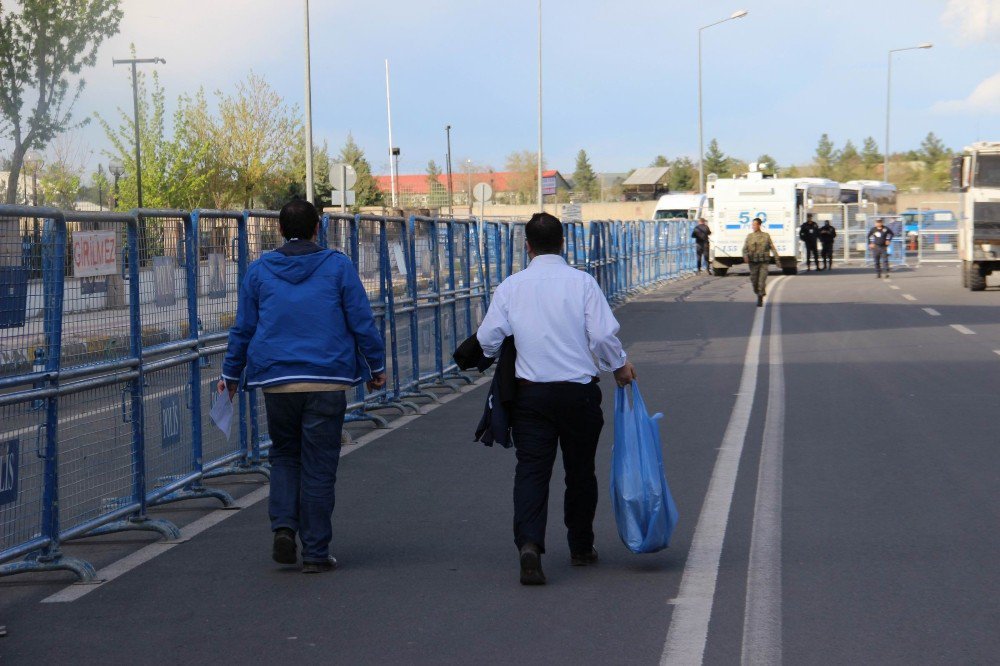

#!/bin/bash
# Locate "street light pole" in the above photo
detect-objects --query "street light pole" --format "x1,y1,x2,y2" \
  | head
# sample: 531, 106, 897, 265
538, 0, 545, 213
882, 42, 934, 182
305, 0, 314, 203
444, 125, 455, 217
698, 9, 750, 194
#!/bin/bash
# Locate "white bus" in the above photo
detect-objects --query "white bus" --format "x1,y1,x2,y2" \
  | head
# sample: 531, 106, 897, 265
709, 171, 840, 275
653, 194, 708, 220
840, 180, 898, 214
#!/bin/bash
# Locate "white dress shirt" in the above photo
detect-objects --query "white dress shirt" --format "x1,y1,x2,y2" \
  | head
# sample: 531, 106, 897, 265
476, 254, 625, 384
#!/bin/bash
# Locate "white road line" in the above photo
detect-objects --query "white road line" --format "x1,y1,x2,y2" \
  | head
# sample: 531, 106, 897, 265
41, 376, 492, 603
660, 277, 782, 666
741, 276, 785, 665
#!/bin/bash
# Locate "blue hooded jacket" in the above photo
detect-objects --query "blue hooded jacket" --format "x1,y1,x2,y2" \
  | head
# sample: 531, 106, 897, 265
222, 240, 385, 388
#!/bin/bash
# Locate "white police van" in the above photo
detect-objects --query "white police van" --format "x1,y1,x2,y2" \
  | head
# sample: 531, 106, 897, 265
708, 164, 840, 275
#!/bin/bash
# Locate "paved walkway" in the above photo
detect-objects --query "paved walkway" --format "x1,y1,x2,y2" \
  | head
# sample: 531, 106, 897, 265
0, 268, 1000, 664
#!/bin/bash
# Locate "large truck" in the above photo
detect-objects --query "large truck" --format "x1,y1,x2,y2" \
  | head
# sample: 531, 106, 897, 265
951, 141, 1000, 291
653, 194, 708, 220
708, 170, 840, 275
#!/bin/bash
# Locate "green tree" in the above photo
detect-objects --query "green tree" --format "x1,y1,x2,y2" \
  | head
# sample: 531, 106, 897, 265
338, 134, 382, 211
216, 72, 302, 208
861, 136, 882, 178
834, 139, 863, 182
427, 160, 448, 208
81, 164, 113, 208
757, 153, 778, 176
573, 148, 601, 200
0, 0, 122, 203
814, 133, 837, 178
94, 66, 171, 210
669, 157, 698, 192
38, 133, 85, 210
704, 139, 732, 178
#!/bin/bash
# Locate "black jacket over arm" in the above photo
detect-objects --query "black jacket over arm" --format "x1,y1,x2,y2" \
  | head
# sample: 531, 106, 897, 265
452, 335, 517, 448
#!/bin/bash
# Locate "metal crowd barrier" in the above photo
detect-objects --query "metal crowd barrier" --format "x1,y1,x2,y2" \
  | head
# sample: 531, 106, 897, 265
0, 206, 694, 580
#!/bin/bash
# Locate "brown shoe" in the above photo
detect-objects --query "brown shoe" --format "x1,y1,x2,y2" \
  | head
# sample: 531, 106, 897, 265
521, 543, 545, 585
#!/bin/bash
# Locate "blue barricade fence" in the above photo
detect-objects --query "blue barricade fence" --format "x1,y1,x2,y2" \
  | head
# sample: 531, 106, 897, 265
0, 206, 694, 580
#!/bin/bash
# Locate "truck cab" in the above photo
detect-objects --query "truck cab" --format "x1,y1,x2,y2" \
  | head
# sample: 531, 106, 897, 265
951, 141, 1000, 291
653, 194, 707, 220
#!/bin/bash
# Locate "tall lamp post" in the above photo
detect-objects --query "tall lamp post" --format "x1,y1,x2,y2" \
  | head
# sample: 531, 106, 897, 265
97, 164, 104, 210
698, 9, 750, 194
108, 157, 125, 210
24, 150, 44, 248
444, 125, 455, 217
538, 0, 545, 213
112, 58, 167, 256
305, 0, 314, 203
882, 42, 934, 182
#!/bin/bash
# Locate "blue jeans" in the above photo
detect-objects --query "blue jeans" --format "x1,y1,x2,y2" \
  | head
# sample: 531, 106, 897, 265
264, 391, 347, 562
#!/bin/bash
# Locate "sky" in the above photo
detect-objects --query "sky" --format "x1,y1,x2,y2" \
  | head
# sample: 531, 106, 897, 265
7, 0, 1000, 179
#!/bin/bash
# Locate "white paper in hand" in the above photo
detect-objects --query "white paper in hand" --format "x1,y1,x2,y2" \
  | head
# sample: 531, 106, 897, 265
211, 391, 233, 441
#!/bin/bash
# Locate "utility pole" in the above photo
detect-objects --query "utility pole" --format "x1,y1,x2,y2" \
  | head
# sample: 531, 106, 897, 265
112, 58, 167, 260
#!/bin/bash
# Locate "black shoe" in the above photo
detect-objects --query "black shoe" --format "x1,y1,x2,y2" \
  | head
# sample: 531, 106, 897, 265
569, 546, 597, 567
302, 555, 337, 573
271, 527, 298, 564
521, 543, 545, 585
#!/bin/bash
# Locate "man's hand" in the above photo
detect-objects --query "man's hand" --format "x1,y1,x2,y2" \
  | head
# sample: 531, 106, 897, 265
216, 379, 237, 402
365, 372, 385, 393
615, 361, 639, 386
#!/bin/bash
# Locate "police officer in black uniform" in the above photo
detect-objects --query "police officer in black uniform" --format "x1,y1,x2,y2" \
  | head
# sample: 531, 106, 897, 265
691, 217, 712, 275
868, 217, 895, 279
799, 214, 822, 271
819, 220, 837, 270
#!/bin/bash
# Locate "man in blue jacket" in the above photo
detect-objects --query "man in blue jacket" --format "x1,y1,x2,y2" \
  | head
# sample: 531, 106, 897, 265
219, 201, 385, 573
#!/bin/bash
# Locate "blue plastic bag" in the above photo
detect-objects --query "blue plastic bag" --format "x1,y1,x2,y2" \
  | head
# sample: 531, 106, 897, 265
611, 382, 677, 553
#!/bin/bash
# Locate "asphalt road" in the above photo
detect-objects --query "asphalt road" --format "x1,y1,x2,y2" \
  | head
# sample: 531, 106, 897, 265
0, 266, 1000, 664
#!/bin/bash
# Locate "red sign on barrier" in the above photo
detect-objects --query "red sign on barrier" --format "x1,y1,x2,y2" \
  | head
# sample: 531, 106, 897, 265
73, 231, 117, 277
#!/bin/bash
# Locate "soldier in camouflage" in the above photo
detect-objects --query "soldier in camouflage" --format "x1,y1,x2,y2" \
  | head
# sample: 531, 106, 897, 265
743, 217, 778, 307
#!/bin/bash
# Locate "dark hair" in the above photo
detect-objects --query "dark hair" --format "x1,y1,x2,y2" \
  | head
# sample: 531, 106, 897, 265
524, 213, 563, 254
278, 199, 319, 240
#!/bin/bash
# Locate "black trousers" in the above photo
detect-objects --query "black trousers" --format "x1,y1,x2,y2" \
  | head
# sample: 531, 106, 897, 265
805, 241, 819, 269
820, 243, 833, 268
512, 382, 604, 553
695, 243, 711, 271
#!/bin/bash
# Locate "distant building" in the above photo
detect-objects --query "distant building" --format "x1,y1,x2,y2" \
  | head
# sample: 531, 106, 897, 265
622, 167, 670, 201
375, 169, 570, 208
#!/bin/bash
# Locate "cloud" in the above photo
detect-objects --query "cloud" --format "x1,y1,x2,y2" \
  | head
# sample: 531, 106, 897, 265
934, 72, 1000, 113
941, 0, 1000, 42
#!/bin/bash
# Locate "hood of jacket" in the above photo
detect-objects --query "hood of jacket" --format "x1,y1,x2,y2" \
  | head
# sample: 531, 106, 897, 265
260, 241, 333, 284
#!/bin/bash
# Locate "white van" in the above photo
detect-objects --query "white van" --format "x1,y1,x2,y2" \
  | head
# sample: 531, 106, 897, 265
653, 194, 708, 220
709, 171, 840, 275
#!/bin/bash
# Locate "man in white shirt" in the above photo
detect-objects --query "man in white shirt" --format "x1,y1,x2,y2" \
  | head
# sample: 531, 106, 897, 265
476, 213, 636, 585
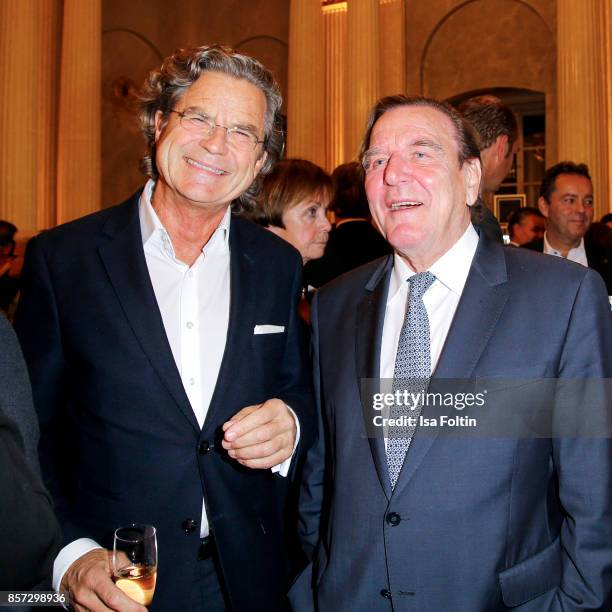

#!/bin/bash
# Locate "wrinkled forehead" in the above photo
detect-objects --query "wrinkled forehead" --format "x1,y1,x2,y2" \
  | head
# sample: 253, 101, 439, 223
368, 106, 459, 155
553, 172, 593, 196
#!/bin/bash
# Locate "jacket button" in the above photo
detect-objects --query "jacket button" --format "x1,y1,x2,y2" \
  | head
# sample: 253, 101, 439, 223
181, 519, 198, 533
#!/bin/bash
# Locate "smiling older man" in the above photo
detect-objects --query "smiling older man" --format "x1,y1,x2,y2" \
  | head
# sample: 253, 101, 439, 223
16, 47, 314, 611
291, 96, 612, 612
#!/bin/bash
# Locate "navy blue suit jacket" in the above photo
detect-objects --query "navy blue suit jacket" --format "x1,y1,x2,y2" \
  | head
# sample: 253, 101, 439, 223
291, 234, 612, 612
15, 194, 314, 610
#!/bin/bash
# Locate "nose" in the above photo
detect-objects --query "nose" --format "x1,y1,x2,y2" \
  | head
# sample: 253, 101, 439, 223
200, 125, 227, 154
319, 213, 331, 233
384, 153, 412, 185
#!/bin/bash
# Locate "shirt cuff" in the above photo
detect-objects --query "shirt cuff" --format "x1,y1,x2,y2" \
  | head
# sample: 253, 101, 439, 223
270, 404, 300, 478
52, 538, 102, 592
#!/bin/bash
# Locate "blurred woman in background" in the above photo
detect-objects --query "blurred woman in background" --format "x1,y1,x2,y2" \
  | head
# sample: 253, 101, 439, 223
252, 159, 332, 263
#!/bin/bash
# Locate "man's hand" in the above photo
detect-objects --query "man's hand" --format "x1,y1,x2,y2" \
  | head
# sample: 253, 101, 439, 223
222, 399, 297, 470
60, 548, 147, 612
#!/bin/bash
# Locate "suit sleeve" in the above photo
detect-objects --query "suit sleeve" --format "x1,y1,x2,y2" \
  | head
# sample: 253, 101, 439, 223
15, 236, 77, 537
298, 296, 326, 561
553, 270, 612, 612
0, 415, 61, 590
278, 254, 316, 465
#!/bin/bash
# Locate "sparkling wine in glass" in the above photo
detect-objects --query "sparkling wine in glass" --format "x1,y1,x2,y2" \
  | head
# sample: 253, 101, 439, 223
111, 523, 157, 606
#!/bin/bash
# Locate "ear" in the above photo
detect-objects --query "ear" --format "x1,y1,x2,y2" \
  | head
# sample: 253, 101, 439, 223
461, 159, 482, 206
155, 111, 166, 142
253, 151, 268, 180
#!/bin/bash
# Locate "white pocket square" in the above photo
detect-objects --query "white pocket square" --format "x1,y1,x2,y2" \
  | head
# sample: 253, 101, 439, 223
253, 325, 285, 335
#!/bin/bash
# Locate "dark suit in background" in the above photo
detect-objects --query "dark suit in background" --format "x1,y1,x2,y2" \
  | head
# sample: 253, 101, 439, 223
0, 315, 61, 590
304, 219, 391, 287
521, 234, 612, 295
16, 194, 313, 610
0, 313, 40, 473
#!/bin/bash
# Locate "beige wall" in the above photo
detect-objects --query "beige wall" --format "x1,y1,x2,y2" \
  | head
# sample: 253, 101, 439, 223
102, 0, 289, 206
406, 0, 557, 163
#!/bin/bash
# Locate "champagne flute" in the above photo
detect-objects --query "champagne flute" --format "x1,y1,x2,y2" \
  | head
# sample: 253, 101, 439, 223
111, 523, 157, 606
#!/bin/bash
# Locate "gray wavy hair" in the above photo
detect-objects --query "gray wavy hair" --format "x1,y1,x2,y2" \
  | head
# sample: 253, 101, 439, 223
140, 45, 284, 213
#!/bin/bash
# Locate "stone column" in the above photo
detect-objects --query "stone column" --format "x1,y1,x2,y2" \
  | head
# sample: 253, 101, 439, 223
0, 0, 59, 236
323, 2, 348, 171
379, 0, 406, 96
344, 0, 380, 160
57, 0, 102, 223
286, 0, 327, 167
557, 0, 610, 219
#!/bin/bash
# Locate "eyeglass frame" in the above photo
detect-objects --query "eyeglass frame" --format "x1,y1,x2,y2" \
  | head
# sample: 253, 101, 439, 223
169, 109, 266, 151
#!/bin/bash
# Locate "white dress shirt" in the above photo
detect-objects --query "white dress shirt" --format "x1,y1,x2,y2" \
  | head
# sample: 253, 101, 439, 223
544, 232, 589, 268
53, 180, 300, 590
380, 223, 478, 448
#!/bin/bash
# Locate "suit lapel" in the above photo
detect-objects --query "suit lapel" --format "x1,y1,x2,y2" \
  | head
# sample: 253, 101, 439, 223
393, 234, 509, 495
98, 193, 199, 431
203, 216, 257, 435
355, 256, 393, 498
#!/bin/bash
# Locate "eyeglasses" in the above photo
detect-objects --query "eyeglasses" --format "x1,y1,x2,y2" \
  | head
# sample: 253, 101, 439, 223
170, 110, 264, 151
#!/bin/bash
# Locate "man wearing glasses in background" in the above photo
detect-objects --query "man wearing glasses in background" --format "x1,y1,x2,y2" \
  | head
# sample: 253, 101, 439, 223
16, 47, 314, 611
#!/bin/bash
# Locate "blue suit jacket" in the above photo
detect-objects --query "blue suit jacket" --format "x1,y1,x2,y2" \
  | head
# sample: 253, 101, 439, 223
15, 194, 314, 610
291, 235, 612, 612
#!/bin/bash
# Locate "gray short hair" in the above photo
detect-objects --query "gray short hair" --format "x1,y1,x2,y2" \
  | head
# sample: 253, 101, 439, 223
140, 45, 284, 212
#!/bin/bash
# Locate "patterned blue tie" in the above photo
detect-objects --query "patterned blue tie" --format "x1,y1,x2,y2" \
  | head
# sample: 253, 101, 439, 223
387, 272, 436, 488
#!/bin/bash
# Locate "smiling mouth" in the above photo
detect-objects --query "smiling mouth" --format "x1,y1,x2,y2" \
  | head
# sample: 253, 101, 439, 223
185, 157, 229, 176
389, 200, 423, 212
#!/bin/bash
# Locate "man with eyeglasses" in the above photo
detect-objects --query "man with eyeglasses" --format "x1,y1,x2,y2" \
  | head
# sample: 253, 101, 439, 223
16, 46, 314, 611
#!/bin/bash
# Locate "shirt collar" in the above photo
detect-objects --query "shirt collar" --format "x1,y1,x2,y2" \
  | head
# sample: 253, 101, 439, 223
138, 179, 232, 259
387, 223, 478, 304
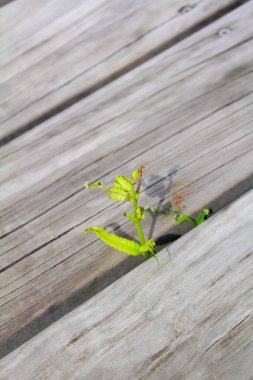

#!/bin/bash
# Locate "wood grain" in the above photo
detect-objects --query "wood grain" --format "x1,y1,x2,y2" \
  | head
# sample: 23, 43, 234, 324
0, 191, 253, 380
0, 0, 244, 143
0, 2, 253, 354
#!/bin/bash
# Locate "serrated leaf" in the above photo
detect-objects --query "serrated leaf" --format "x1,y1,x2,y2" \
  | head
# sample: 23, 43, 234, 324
196, 208, 210, 225
108, 186, 128, 202
84, 227, 141, 256
140, 239, 155, 253
114, 176, 134, 194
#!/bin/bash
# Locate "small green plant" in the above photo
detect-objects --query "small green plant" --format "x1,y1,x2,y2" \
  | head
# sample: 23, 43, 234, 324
84, 165, 209, 261
84, 166, 157, 259
173, 208, 210, 227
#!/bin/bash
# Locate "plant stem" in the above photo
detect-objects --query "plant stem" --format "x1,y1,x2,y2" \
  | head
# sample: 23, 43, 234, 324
135, 221, 145, 244
133, 199, 145, 244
########
# Given task:
Reproduce the material starting at its beginning and ending at the line that contains "840, 180, 898, 214", changing "street light pole" to "lamppost" wherever it appears and keeping everything else the same. Omit the pictures.

# In response:
#!/bin/bash
# Locate "lamppost" in the above photo
detect-objects --query "lamppost" --format "x1,y1,x2,y2" \
  | head
# sample: 531, 106, 897, 265
538, 0, 545, 213
882, 42, 934, 182
305, 0, 314, 203
444, 125, 455, 217
698, 9, 750, 194
#!/bin/bash
# Locate "white bus" in the above photo
detect-objects --query "white bus" --format "x1,y1,x2,y2" \
  | head
# sample: 531, 106, 897, 265
709, 171, 840, 275
653, 194, 708, 220
840, 180, 898, 214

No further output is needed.